_EXERCISE PROMPT_: Every line of the entries that holds the word "ledge" is to be copied.

_LISTED RECORDS_:
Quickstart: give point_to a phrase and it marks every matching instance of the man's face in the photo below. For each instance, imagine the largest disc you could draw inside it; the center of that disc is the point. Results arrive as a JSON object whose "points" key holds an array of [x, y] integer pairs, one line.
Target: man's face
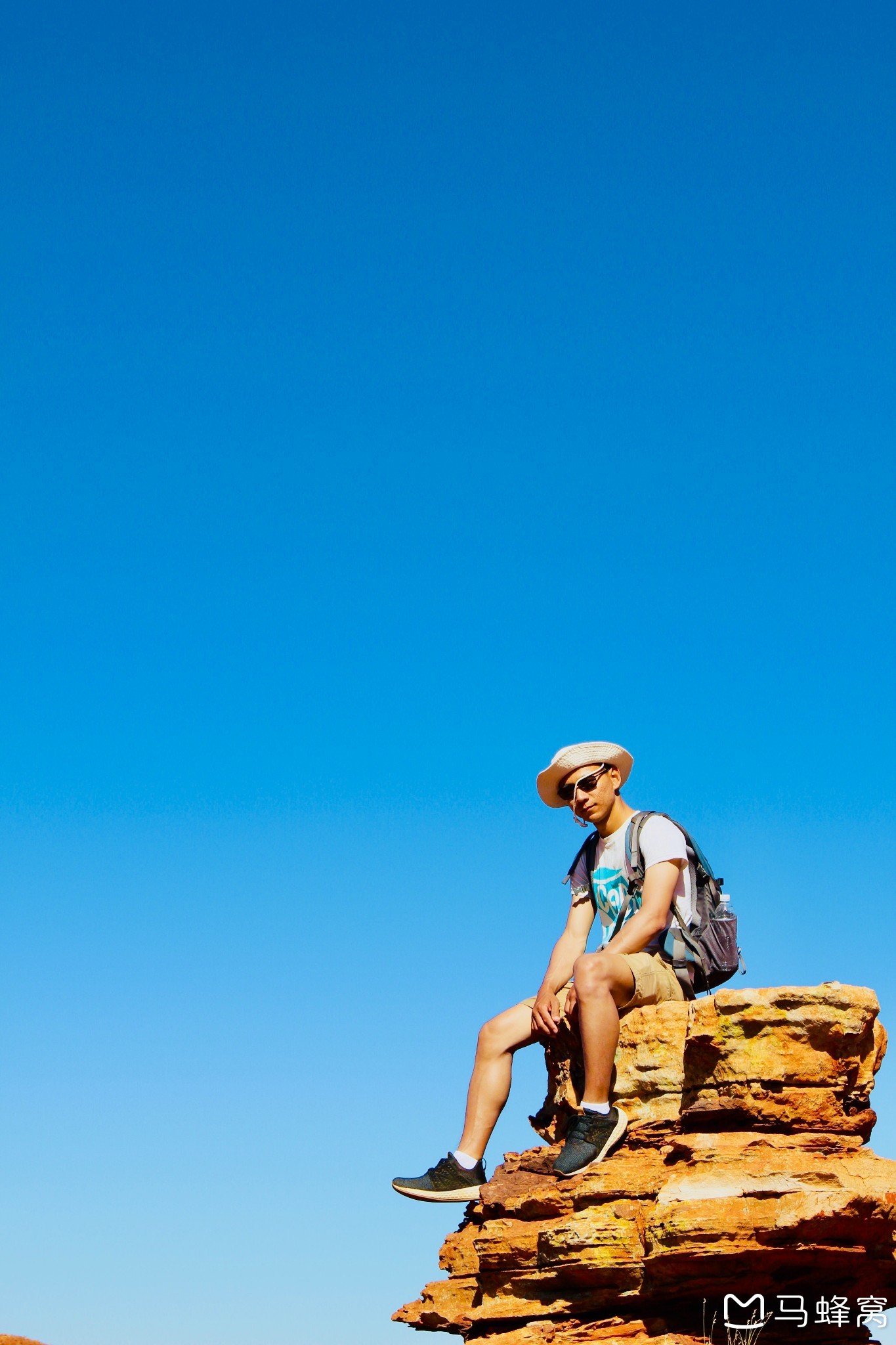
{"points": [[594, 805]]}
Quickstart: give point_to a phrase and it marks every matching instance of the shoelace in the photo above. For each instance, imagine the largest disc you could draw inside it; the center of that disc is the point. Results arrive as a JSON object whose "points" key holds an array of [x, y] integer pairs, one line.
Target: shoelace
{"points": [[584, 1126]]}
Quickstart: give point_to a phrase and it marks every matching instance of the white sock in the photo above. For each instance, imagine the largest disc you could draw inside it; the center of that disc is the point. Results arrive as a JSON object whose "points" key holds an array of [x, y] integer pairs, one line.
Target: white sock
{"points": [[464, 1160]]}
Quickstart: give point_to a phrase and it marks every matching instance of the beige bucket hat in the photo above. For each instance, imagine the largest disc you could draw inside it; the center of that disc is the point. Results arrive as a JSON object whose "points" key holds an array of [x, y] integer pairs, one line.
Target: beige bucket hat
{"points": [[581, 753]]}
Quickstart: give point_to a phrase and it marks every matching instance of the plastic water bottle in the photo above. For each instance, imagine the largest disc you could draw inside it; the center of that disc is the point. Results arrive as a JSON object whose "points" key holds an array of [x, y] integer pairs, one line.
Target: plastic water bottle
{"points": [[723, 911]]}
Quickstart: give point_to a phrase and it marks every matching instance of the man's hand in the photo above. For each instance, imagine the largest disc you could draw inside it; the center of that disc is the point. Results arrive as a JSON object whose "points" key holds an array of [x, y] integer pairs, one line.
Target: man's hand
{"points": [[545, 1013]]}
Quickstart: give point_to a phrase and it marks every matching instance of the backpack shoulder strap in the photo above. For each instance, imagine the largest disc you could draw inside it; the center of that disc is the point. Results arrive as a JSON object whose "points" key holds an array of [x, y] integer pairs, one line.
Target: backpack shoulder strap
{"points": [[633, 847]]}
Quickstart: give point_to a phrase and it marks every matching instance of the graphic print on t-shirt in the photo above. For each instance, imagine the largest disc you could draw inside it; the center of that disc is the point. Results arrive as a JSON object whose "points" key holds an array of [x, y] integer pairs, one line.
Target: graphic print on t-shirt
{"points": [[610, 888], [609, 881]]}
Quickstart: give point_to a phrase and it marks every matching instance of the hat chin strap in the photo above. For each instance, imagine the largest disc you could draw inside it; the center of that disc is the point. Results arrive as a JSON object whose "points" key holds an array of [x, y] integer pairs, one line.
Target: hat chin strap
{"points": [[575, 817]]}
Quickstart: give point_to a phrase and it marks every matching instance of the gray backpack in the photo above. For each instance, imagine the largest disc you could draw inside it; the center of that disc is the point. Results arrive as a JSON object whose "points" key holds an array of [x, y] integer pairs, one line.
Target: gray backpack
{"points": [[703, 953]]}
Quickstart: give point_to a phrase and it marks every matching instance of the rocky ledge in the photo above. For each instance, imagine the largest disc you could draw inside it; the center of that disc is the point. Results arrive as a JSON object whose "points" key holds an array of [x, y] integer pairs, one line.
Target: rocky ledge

_OUTPUT OF THE EXERCISE_:
Quickstart: give point_to a phrase and it marks every matching instance of the rocky ledge in the photo above. For each instance, imagine the largest disc you could draw inside it; the center of that disc is the point. Results arrive as a JSON object whose "points" key holds an array of [x, y] integer pairs, one line.
Target: rocky ledge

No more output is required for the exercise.